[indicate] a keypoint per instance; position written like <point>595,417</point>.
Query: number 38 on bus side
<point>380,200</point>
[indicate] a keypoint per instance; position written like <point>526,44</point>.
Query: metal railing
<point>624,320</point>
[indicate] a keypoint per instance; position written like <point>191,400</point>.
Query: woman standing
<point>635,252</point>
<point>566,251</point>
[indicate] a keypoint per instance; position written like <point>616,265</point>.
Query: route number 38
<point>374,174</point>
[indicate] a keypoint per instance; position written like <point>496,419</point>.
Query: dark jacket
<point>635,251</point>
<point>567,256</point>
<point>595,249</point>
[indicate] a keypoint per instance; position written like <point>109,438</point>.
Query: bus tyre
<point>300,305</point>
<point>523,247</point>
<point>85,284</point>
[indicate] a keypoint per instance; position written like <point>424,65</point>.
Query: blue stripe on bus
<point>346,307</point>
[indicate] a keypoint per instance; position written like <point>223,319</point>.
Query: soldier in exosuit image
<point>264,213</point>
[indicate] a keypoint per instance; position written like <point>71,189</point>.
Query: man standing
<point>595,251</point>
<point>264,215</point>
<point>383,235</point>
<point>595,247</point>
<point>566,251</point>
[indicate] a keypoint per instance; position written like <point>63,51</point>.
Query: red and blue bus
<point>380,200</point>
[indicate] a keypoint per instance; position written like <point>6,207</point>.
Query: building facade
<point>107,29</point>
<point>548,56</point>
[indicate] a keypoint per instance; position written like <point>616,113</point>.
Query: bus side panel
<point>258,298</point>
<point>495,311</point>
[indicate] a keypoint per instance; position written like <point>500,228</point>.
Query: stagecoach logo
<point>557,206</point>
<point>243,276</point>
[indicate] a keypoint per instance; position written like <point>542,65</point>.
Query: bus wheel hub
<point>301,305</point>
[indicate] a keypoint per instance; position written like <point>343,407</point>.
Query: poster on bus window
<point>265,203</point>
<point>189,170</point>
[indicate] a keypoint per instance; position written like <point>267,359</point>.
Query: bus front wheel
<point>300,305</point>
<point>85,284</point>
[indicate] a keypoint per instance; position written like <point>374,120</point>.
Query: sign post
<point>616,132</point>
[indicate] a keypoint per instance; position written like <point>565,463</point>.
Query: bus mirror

_____

### Exercise directions
Rescale the rows from the line with "written like <point>500,228</point>." up to and including the line with "<point>301,305</point>". Reproduce each of those lines, requests included, multiplying every point coordinate in the answers by 2.2 and rounding to whole numbers with halves rounded up, while leaving the requests and their format samples unchanged.

### Problem solution
[indicate] a keypoint per instance; position written like <point>500,228</point>.
Query: stagecoach logo
<point>1225,453</point>
<point>535,607</point>
[indicate] a keypoint per instance; position written like <point>542,65</point>.
Query: bus wheel hub
<point>662,671</point>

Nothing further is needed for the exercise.